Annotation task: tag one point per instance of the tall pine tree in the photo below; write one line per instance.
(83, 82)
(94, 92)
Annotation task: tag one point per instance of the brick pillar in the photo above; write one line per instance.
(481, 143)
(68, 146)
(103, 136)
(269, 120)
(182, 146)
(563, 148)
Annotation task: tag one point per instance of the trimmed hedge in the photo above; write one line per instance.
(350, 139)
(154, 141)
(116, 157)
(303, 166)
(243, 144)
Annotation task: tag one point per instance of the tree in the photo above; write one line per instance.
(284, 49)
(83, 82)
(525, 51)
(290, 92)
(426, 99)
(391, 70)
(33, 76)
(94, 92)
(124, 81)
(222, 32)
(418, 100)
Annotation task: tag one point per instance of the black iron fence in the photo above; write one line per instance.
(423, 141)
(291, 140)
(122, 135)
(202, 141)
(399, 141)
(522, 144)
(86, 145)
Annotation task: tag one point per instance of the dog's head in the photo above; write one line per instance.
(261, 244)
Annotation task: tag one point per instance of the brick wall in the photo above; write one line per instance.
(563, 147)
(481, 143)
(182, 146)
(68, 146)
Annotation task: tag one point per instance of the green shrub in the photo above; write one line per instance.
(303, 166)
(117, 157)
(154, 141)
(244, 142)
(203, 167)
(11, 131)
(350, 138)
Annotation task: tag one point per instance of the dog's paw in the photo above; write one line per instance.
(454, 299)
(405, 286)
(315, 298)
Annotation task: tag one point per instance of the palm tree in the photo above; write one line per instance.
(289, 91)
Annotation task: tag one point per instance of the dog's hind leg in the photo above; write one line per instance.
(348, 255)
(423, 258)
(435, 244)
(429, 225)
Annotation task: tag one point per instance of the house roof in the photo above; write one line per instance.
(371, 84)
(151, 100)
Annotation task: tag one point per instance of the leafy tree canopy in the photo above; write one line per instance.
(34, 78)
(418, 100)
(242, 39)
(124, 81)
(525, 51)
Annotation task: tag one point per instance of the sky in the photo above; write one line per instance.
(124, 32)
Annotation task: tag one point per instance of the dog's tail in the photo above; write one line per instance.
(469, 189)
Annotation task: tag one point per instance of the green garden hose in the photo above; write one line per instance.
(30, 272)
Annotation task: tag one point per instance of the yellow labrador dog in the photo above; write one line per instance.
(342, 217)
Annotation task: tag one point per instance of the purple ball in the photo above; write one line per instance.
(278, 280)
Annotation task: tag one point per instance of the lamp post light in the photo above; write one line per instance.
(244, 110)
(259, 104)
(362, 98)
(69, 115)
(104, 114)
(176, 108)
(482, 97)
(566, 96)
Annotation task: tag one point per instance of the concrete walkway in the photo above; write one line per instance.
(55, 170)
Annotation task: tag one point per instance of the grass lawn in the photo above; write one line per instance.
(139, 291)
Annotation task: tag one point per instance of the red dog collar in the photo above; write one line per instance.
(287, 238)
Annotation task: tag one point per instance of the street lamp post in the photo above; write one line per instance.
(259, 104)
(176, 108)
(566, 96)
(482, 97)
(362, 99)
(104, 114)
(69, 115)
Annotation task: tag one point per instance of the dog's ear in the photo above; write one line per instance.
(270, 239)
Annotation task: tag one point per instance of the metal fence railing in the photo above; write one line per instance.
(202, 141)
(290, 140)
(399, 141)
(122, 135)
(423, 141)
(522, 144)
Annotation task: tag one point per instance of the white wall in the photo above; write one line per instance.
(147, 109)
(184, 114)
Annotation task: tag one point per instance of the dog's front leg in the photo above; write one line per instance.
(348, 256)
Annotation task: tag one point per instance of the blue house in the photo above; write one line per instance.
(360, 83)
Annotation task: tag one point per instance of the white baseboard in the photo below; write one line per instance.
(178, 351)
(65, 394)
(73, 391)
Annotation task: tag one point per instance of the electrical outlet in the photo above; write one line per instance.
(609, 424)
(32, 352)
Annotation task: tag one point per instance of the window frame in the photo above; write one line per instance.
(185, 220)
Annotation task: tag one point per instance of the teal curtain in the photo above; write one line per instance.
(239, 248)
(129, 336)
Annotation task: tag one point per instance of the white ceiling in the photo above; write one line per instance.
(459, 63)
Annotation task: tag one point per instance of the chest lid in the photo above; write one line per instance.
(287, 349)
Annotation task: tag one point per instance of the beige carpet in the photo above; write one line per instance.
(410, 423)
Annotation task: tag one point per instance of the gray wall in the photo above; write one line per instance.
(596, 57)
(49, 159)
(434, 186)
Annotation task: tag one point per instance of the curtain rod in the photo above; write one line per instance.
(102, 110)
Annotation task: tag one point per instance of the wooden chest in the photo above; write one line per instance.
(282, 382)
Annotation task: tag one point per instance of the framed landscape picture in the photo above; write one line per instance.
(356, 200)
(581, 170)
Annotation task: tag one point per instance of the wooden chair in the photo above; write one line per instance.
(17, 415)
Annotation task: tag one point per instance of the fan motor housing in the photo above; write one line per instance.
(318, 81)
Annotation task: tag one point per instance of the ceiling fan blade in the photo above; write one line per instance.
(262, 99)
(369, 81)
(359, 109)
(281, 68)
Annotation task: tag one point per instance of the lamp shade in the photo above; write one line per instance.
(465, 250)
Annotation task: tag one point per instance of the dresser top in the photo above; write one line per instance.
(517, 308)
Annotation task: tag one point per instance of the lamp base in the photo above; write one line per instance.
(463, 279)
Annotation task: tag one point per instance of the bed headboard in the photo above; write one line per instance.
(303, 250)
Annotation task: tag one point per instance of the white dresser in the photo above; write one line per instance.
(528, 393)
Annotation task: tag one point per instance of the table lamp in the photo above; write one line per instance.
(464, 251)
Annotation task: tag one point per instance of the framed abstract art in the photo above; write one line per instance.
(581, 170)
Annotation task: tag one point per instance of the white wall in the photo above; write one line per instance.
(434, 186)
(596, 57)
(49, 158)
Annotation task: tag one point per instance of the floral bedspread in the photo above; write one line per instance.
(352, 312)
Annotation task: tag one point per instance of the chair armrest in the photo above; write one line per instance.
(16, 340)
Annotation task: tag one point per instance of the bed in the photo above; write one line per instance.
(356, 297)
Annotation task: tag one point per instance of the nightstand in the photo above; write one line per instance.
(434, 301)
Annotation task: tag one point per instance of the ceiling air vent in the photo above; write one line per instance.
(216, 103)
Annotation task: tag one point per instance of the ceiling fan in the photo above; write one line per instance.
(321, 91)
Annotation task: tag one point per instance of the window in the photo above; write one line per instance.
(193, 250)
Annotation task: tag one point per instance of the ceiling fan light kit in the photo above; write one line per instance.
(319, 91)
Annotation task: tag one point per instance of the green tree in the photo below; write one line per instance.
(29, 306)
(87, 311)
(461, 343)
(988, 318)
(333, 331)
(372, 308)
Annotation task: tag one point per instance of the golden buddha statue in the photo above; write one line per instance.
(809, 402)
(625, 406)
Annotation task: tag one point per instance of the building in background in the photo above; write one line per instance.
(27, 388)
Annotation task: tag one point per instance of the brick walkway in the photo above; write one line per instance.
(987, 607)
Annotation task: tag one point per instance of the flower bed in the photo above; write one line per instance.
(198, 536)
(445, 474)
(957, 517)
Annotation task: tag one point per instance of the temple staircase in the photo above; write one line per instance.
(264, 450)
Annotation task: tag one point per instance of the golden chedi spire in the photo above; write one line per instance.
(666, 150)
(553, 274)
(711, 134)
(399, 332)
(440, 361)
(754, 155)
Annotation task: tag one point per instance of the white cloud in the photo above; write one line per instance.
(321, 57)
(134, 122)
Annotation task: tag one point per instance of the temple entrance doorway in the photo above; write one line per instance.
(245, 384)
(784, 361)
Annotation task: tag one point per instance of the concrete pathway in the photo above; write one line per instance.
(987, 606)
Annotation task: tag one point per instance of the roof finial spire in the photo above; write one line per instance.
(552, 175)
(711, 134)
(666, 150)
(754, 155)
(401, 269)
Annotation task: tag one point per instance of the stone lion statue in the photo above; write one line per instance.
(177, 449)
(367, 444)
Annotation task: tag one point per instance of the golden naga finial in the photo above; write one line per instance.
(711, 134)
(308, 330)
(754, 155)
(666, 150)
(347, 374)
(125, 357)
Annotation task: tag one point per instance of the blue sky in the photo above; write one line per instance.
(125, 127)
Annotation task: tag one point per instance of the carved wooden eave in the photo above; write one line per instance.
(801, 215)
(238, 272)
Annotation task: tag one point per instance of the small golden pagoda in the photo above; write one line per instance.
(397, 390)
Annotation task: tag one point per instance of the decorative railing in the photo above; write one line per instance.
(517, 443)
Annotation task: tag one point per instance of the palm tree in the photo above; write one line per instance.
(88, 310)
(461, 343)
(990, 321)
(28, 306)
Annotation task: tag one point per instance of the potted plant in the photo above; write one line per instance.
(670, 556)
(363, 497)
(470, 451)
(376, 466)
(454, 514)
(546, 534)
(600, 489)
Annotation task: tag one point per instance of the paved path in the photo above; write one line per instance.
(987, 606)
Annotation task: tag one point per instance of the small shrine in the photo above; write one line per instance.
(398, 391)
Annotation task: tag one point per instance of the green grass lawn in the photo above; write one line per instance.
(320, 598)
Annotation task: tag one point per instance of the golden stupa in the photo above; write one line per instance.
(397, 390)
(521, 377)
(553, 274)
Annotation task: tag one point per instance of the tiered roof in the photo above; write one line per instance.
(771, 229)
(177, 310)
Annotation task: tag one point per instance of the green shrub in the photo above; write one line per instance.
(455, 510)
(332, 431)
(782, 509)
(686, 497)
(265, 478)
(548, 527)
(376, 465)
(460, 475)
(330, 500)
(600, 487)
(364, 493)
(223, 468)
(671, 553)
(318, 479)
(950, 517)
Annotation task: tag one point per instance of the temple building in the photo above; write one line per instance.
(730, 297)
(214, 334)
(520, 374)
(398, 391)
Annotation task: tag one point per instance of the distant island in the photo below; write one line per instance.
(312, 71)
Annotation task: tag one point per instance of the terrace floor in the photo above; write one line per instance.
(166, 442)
━━━━━━━━━━
Objective —
Transcribe the records above exactly, but only from the line that contains "Annotation task: tag one point per instance of the potted" through their final line, inclusive.

Correct answer —
Annotation task: tag one point per instance of the potted plant in the photo above; write one line per instance.
(670, 556)
(363, 497)
(470, 451)
(376, 466)
(454, 514)
(546, 534)
(600, 489)
Annotation task: tag one point per instance of the paved path in the photo above; write one line per instance.
(987, 606)
Annotation task: tag one point per instance of the small shrine in the photo above; write one line per instance.
(398, 391)
Annotation task: tag one point per instance of the green grass lawn in the photo above; write one line per instance.
(320, 598)
Annotation task: tag one point per instance of the golden stupa in the photo above; write one line per instance.
(397, 390)
(521, 377)
(553, 274)
Annotation task: tag one point per instance of the tiered roof in the photo above; write one line per instance.
(771, 229)
(177, 310)
Annotation task: tag one point per instance of the green shrub in the photo above; write one line per instance.
(455, 510)
(332, 431)
(782, 509)
(686, 497)
(265, 478)
(548, 527)
(376, 465)
(460, 475)
(330, 500)
(600, 487)
(364, 493)
(223, 468)
(671, 553)
(318, 479)
(950, 517)
Annotation task: tag one point per instance of the temple building in the photo above; write one line per instance.
(730, 297)
(214, 334)
(520, 374)
(398, 391)
Annotation task: tag one point per instance of the distant island in the photo below; write one line per instance.
(312, 71)
Annotation task: tag one point per instance of the terrace floor in the photo above; write one line per instance.
(166, 442)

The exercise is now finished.